* Задания
1. Какую оперу, согласно отрывку о Григории Сковороде, играли в Москве по случаю коронации Елизаветы и в каком году?
2. Продолжите отрывок о Григории Сковороде, начав сразу после его последнего предложения.

* Отрывок текста
К слову, здесь же, в Северной Столице, оказался одновременно со своим учеником и Симеон Тодорский – востребовалось его великолепное знание немецкого языка, чтобы сначала подготовить к переходу в православие наследника престола Петра Карла Ульриха, а затем – через год – принцессу Ангальт-Цербстскую Софию Фредерику Августу, будущую Екатерину Великую.

«Послужной список» Сковороды окажется не в сравнение скромнее его учителя – он «выйдет в отставку» в чине придворного уставщика, старшего на клиросе…

И все же не будем столь принижать звание уставщика (хотя бы на фоне нынешнего тотального стремления во власть и к мирским вершинам). Капелла, пусть только краешком, но все же войдет в философский мир – микрокосмос – Григория Сковороды.

В своих сочинениях Сковорода изредка, но все-таки будет «апеллировать» в качестве сравнений или пояснений и к музыкальному ряду, и к театральным образам. Кстати, «сценический опыт» у Сковороды был – опера Хассе «Милосердие Тита», которую играли в Москве в 1742 году по случаю коронации Елизаветы (придворная капелла, естественно, выехала в белокаменную вместе со всем двором). В эту оперу впервые, как пишет в своих записках Я. Штелин, «были введены императорские придворные церковные певчие, числом около пятидесяти».

Другим отголоском «карьеры уставщика» являются несколько сочиненных Сковородой церковных напевов. Первый – на тему «Иже херувимы» – он сложил еще будучи в капелле. Другой, более поздний – пасхальный канон «Воскресенiе день» – даже вошел в общую церковную службу и известен как «Сковородин напев».

Стоит сказать, что музыка занимала немаловажное место в его жизни. М. Ковалинский рассказывал: «Он сочинял духовные концерты, положа некоторые псалмы на музыку, также и стихи, певаемые во время литургии… Он имел особую склонность и вкус к акроматическому роду музыки. Сверх церковной, он сочинил многие песни в стихах, и сам играл на скрипке, флейтравере, бандоре и гуслях приятно и со вкусом…»

Но сочинения появятся потом. А пока невероятно уставший от мишуры столиц (год в Петербурге, полтора в Москве) Сковорода мечтает вернуться в академию. Московское житье мало чем отличалось от петербургского (разве что вальяжности и барства побольше). Нужен был лишь повод проститься с ним. Наконец, «обвенчав» в Москве летом 1744 года будущую Екатерину П с Петром Федоровичем и «отпев» положенное на грандиозном по такому случаю празднестве, Сковорода (вместе со двором Елизаветы) вернулся обратно в Киев, где и получил – всеми правдами-неправдами – желанное увольнение.

* Содержимое набора данных
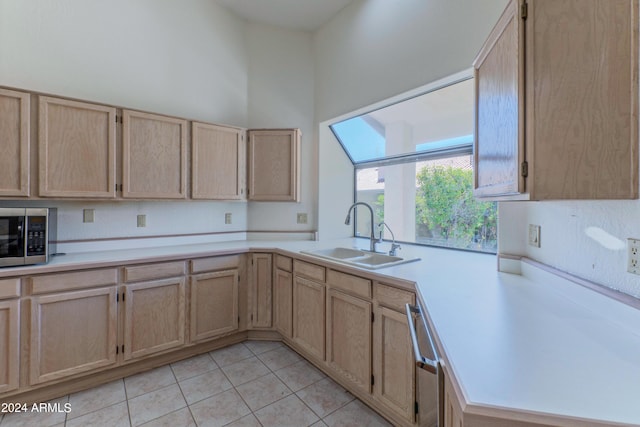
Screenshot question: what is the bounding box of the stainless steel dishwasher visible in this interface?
[406,302,444,427]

* Ответы
1. Оперу Хассе «Милосердие Тита» в 1742 году.

2.
В Москву он попадет всего один раз – в 1755 году.

Петербург не увидит уже никогда…

В его «Саду божественных песен» есть строчки, произросшие из Сираховского «зерна»: «Умалясь в деяниях своих, мудрость приобретаешь» (песня 12-ая):

Не пойду в город богатый. Я буду на полях жить,

Буду век свой коротать, где тихо время бежит…

Не хочу ездить за море, не хочу красных одежд.

Под ними кроется горе, печали, страх и мятеж…

Не хочу за барабаном идти пленять городов,

Не хочу штатским саном пугать мелких чинов…

Из всех имений телесных покой и воля злата,

Кроме вечностей небесных, одна мне жизнь свята.

О дубрава! Как зелена! О моя родная мать!..

Не по душе пришелся Сковороде Город. Но только одними «внешними пороками», которые беспрестанно рвутся вовнутрь Садового кольца или таятся за парадным фасадом Невского проспекта, это неприятие Сковороды вряд ли можно объяснить. Хотя…

В одном из справочников «еще тех партийных времен» прочел весьма занятную заметку. Оказывается, в творчестве Сковороды очень ясно проявилась социальная направленность и критика царствующих в России порядков. Сам философ даже «выступал за интересы народа и призывал покончить с его бесправием». Я долго искал следы этих выступлений – но то ли Сковорода так ловко и лукаво заметал их, то ли наш «эрудит» что-то напутал – не нашел почти ничего.

Кроме одной, но очень известной песни. Собственно, это и была песня – ее распевали по всей Малороссии вплоть до середины Х1Х века, подчас даже не зная имени ее автора:

 
Всякому городу нрав и права;
У всякого свои ум и голова…
Тот непрестанно стягает рунта,
Сей иностранны заводит скота.
Строит на свой тон юриста права,
С диспут студенту трещит голова.
Тех беспокоит Венерин амур,
Всякому голову мучит свой дур, —
А мне одна только в свете дума:
Как бы мне не умереть без ума…
 

Из «социально-политических» есть лишь одно сопоставление, скрашивающее партийно-советское мышление: «Ты не глядишь, где мужик, а где царь…» Между тем, этот безразличный к регалиям и званиям безумец – совсем не Сковорода, а страшная смерть с острой косой, и сильнее ее стали «только тот, чья совесть, как хрусталь чистый».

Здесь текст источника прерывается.